Excerpts from a detection dataset
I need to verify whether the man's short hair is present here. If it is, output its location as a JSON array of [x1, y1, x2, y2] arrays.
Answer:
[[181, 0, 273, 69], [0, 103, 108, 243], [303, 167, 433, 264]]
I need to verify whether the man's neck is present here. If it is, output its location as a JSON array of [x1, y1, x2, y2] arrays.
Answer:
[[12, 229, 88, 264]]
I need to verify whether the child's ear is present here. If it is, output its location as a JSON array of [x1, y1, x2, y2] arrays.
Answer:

# [Written exercise]
Present every line of the material above as a numbered list, skipping any blank lines.

# [In response]
1. I need to verify whether the man's short hair is present here. If it is, output its location as a JSON array of [x1, y1, x2, y2] arrays.
2. Answer:
3. [[181, 0, 273, 69], [0, 103, 108, 243], [303, 167, 433, 264]]
4. I need to verify whether the man's neck is present here. If it is, output its location as a JSON array of [x1, y1, x2, y2] arrays.
5. Answer:
6. [[12, 229, 88, 264]]
7. I need to verify whether the child's ear is present here. If it is, output its location as a JSON array of [x1, y1, x2, y2] arrays.
8. Answer:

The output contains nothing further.